Records for this task: Begin

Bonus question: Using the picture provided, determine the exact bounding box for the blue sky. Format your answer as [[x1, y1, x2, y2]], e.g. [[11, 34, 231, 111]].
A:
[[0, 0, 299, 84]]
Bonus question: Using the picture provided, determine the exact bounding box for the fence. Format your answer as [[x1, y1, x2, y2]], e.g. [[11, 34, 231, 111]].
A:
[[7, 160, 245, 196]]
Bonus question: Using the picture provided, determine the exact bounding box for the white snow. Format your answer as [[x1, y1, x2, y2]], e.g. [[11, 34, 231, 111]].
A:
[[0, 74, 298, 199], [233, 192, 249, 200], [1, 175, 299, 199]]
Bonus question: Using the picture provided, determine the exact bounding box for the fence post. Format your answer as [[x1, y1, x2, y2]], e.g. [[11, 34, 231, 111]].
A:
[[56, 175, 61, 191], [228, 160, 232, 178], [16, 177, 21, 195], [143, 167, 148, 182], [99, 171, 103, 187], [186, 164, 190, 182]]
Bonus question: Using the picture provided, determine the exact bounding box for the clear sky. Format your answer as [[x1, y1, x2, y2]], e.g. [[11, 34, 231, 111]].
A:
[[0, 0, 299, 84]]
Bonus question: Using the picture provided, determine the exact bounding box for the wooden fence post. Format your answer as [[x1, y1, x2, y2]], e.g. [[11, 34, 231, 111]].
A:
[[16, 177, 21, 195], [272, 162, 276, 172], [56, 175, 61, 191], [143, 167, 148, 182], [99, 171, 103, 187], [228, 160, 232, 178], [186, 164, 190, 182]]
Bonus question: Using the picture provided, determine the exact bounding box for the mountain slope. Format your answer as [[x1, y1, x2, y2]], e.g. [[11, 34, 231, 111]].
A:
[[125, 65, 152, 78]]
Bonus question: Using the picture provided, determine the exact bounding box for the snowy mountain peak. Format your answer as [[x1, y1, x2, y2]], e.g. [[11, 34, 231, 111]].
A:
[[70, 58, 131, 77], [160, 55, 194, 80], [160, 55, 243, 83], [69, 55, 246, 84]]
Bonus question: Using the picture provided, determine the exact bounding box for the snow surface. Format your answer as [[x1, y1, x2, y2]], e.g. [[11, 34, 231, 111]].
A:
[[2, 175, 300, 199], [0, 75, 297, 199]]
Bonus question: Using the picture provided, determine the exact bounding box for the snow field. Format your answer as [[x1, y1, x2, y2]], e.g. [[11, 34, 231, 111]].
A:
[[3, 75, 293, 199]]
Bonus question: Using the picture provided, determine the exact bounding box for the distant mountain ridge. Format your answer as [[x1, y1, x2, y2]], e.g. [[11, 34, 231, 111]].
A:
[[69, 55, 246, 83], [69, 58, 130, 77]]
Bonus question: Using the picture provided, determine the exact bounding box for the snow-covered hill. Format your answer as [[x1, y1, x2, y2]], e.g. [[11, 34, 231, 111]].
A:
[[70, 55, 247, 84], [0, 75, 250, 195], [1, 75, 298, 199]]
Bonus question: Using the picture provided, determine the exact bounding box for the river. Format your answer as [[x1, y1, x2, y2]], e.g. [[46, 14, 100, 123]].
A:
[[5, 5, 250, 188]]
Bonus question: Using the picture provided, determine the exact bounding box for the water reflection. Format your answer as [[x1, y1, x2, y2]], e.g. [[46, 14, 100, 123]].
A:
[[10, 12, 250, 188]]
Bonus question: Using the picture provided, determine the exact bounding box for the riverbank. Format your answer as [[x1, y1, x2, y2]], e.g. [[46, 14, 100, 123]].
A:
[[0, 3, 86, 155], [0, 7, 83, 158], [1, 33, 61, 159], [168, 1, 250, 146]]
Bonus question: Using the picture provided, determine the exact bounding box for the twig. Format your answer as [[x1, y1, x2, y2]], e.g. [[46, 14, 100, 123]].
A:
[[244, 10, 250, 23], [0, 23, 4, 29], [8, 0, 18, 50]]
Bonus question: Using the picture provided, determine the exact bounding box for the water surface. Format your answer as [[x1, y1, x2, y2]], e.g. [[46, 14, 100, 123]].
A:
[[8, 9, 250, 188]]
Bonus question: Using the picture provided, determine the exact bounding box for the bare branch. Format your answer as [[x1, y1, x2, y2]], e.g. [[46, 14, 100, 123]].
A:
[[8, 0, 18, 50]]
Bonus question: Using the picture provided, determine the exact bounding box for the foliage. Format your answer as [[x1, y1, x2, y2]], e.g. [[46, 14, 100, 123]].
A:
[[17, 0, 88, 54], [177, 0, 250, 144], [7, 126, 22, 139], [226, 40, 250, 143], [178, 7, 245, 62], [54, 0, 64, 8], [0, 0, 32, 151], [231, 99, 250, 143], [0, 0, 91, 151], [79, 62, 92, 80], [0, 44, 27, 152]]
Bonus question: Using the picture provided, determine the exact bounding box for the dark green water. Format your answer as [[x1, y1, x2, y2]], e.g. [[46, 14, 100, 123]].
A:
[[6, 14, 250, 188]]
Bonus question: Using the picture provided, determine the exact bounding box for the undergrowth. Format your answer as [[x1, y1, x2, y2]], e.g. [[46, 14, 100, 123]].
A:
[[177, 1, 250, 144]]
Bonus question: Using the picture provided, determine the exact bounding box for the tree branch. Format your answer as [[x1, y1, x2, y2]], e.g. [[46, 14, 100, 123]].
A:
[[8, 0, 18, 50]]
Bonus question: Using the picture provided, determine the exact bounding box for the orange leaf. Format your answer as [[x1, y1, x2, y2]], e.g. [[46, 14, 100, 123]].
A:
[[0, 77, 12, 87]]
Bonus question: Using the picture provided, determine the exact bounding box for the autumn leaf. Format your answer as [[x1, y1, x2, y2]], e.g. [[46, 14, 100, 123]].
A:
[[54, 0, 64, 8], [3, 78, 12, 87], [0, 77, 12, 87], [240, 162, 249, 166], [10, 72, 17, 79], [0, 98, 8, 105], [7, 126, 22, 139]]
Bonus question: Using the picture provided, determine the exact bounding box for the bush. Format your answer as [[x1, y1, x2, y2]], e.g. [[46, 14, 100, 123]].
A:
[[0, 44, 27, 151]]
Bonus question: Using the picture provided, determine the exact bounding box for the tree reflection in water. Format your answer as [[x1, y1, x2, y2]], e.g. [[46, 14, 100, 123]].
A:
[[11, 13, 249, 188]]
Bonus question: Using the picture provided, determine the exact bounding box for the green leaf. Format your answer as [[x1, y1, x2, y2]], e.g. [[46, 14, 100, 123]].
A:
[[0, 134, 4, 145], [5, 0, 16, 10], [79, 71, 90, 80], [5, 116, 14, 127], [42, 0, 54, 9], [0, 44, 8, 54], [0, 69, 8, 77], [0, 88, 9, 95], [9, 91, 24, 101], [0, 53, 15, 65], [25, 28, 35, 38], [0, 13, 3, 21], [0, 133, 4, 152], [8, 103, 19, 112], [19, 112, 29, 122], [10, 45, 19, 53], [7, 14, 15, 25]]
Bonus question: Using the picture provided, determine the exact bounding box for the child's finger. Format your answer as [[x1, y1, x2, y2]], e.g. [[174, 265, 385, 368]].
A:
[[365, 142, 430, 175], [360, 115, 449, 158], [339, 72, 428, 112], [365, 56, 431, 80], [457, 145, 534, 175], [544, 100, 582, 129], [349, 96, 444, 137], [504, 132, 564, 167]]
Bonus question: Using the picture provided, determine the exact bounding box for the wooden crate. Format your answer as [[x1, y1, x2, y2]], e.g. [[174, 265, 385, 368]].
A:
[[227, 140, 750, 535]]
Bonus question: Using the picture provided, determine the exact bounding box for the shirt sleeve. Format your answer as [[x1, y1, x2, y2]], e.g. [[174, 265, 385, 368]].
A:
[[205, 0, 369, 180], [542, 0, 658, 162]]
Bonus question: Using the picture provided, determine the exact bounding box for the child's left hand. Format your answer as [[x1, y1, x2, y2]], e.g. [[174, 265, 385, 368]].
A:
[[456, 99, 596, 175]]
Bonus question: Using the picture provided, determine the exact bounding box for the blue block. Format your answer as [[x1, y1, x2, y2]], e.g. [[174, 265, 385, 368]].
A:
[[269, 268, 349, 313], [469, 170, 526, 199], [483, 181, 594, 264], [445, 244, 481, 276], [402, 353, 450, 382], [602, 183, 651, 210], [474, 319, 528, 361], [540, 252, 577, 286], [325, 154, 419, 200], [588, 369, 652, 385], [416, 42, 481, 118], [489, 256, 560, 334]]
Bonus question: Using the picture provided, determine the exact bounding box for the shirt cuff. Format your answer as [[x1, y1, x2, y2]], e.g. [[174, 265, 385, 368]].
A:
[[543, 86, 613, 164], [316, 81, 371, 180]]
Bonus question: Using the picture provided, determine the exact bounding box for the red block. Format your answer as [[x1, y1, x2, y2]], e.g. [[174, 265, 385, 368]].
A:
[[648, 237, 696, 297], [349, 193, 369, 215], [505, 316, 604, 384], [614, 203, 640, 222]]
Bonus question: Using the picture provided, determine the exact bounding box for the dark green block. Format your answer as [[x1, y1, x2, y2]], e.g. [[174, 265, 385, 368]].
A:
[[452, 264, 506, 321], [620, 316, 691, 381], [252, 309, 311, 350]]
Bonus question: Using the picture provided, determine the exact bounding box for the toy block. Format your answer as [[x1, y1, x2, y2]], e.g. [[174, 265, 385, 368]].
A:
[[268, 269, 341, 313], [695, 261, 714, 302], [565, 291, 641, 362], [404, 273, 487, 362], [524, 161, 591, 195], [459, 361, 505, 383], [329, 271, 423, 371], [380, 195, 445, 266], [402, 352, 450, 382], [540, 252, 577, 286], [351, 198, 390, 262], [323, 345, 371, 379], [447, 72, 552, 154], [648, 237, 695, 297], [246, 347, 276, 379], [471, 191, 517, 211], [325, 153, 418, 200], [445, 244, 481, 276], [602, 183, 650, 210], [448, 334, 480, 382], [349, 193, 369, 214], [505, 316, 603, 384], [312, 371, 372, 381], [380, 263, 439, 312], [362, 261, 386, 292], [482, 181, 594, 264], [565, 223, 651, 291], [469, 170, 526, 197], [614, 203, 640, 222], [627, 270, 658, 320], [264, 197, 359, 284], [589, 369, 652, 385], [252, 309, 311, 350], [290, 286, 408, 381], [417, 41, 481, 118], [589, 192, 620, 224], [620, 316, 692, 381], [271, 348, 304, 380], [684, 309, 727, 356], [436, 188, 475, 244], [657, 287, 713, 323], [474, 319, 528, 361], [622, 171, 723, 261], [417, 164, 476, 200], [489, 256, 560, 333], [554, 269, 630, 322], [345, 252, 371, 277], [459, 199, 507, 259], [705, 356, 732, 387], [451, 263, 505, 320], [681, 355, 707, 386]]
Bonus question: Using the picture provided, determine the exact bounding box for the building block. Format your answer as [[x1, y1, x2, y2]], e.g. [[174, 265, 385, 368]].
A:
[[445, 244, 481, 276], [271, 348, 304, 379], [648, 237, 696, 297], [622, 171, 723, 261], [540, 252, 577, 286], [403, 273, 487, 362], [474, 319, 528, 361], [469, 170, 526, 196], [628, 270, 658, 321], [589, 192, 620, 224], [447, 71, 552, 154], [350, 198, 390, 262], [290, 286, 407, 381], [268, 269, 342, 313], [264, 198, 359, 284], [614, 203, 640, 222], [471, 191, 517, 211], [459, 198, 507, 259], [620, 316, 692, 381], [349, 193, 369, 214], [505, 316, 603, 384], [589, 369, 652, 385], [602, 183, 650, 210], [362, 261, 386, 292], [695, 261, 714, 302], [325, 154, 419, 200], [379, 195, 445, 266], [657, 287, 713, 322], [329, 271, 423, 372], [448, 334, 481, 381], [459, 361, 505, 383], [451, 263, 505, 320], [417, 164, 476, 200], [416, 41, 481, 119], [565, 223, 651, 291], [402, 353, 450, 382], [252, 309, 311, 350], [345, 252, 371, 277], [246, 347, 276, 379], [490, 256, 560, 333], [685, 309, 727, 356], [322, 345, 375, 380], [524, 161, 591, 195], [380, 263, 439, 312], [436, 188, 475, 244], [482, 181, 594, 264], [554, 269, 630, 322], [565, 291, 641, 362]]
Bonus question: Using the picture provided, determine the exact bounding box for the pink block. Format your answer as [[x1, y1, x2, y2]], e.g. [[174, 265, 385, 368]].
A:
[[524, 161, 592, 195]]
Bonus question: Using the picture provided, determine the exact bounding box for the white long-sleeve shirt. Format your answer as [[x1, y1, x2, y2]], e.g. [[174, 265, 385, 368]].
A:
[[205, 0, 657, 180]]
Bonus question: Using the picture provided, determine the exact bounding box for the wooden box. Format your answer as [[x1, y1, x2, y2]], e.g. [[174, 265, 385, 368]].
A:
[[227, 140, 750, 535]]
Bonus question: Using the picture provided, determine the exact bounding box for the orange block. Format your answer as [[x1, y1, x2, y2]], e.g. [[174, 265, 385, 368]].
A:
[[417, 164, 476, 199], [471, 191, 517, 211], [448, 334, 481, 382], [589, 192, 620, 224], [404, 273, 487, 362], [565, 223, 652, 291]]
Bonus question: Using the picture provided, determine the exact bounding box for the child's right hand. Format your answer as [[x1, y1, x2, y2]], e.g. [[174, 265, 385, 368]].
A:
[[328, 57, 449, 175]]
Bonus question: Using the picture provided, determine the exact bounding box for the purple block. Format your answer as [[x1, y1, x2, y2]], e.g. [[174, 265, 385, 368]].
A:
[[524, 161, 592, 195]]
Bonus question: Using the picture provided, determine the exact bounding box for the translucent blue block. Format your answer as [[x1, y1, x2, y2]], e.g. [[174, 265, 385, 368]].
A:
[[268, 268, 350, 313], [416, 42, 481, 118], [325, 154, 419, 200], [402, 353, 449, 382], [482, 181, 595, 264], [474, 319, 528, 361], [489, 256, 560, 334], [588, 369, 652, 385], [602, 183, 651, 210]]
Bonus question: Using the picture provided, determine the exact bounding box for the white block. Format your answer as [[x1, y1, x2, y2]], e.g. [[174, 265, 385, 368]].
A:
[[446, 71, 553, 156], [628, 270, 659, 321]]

Records for this task: End

## Exercise brief
Reproduce the lines of the entries above from the one with "for the twig." to the one with "dark green water.", both included, exactly and without any other line.

## Result for this exercise
Bonus question: Using the picture provided, determine the exact bounding box for the twig. Format your answer as [[x1, y1, x2, y2]], e.g. [[46, 14, 100, 123]].
A:
[[244, 10, 250, 23], [0, 23, 4, 29], [8, 0, 18, 50]]
Bonus question: Using the picture provided, determine the exact bounding box for the water surface. Format your answer as [[x1, y1, x2, y2]], e.g. [[46, 14, 100, 123]].
A:
[[8, 9, 250, 188]]
Bonus question: Using the picture provided, determine the exact bounding box for the bare branch. Format your answer as [[x1, y1, x2, y2]], e.g. [[46, 14, 100, 123]].
A:
[[8, 0, 18, 50]]
Bonus question: Using the picture provided, determine the exact bounding box for the foliage. Format your answer as [[x1, y1, x2, y2]], e.g. [[46, 14, 100, 123]].
A:
[[17, 0, 88, 54], [177, 0, 250, 144], [7, 126, 22, 139], [226, 40, 250, 143], [178, 7, 245, 62], [54, 0, 64, 8], [0, 0, 32, 151], [231, 99, 250, 143], [0, 0, 91, 151], [79, 62, 92, 80], [0, 44, 27, 152]]
Bonus question: Using the picture provided, determine the exact bounding box for the dark green water. Format your answer as [[x1, y1, x2, y2]], e.g. [[46, 14, 100, 123]].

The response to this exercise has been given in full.